> **Given text**
>>>
16. In particular, the U.S. position in debt securities is weaker than in other investment classes, and is deteriorating(Figure 9). Both the net equity and FDI position, which is slightly positive, and the net loan position, which is slightly negative, are near the average for industrial countries (see Figure 7). However, the net debt securities position has fallen to 25 percent of the outstanding market from 13 percent in 1990. This is significantly larger than the industrial country average of 11 percent. The decline appears to have been driven mainly by an influx of foreign investors into U.S. debt securities, as the position would have been broadly stable if the degree of home bias had remained at 1990 levels (Figure 10).36

Figure 9.
Figure 9.

United States, International Asset and Liabilities Positions, 1990–2003

(In percent of diversifiable assets)

Citation: IMF Staff Country Reports 2005, 258; 10.5089/9781451839647.002.A004

Source: Fund staff calculations.
Figure 10.
Figure 10.

United States, Net International Positions, 1990–2003

(In percent of GDP)

Citation: IMF Staff Country Reports 2005, 258; 10.5089/9781451839647.002.A004

Sources: Bureau of Economic Analysis; and Fund staff calculations.

17. The U.S. dollar’s reserve currency status accounts for some of the negative U.S. debt securities position, but the recent deterioration has mainly been in non-reserve items. At end-2003, Treasuries held as international reserves accounted for over 20 percent of all Treasuries held by the public, and 8 percent of agency bonds were also held as reserves (up from 11 percent and 1 percent, respectively, in 1990). Excluding reserves, the U.S. had a net debt securities position of -6 percent of the outstanding market in 1990 and -16 percent in 2003. Debt securities excluding reserves thus accounted for 10 percentage points of the 12 point deterioration in the net debt securities position over the period, while reserves only accounted for 2 percentage points.

D. Conclusions

18. The U.S. has experienced the same trends toward financial deepening and internationalization of portfolios as other industrial countries. U.S. markets remain less internationalized than other countries, even adjusting for the U.S.’s large share of the global market. The difference can be explained by the United States’ greater variety of economic activities—it is not as necessary for U.S. investors to diversify their portfolios by investing abroad as it would be for investors in a country with a smaller assortment of economic activity.

19. Global portfolio data gives mixed signals regarding foreigners’ exposure to U.S. assets, and the decline in the U.S. net debt position could be a cause for concern. On the positive side, an examination of foreign portfolios confirms that they contain about the expected proportion of U.S. assets, and measures for U.S. indebtedness rank near the middle of industrial countries in most asset classes. That said, the U.S. NIIP is weaker than would be expected given the size of the U.S. economy and financial markets, even if international reserves are included in the analysis, and its net debt securities position is particularly large. The overall NIIP and the net debt securities position are also deteriorating rapidly, and the large current account deficit implies that foreign claims on the United States will continue to mount.
<<<
> **Data excerpts**
>>>
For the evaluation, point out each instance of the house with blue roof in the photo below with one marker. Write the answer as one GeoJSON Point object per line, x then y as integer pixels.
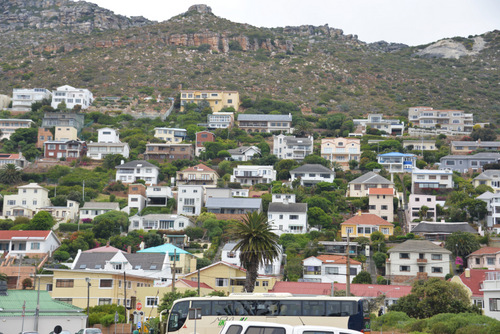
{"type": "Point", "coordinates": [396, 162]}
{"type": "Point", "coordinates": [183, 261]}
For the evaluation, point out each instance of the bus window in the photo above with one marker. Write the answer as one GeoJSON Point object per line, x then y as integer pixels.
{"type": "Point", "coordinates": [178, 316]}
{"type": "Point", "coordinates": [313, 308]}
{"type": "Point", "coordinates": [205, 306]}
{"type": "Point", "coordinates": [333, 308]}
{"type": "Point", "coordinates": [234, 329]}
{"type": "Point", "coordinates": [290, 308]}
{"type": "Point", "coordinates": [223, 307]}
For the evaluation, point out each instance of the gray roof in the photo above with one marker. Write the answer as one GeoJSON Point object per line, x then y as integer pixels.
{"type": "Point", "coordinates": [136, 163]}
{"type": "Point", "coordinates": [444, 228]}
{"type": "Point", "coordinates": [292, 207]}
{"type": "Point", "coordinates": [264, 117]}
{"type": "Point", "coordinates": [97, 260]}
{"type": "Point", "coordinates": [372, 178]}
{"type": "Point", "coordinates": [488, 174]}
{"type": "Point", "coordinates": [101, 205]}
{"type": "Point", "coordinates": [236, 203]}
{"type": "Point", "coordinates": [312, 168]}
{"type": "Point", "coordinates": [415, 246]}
<<<
> **Your tasks**
a. Translate this sentence from the IMF report excerpt into Spanish: "U.S. markets remain less internationalized than other countries, even adjusting for the U.S.’s large share of the global market."
b. Transcribe a passage from the IMF report excerpt, beginning at the words "(In percent of GDP)" and stopping after "and Fund staff calculations.".
c. According to the IMF report excerpt, what percentage of agency bonds were held as reserves at end-2003?
The listing plays no part in what follows.

> **Task-by-task results**
a. Los mercados de EE. UU. siguen estando menos internacionalizados que otros países, incluso ajustando por la gran participación de EE. UU. en el mercado mundial.

b.
(In percent of GDP)

Citation: IMF Staff Country Reports 2005, 258; 10.5089/9781451839647.002.A004

Sources: Bureau of Economic Analysis; and Fund staff calculations.

c. 8 percent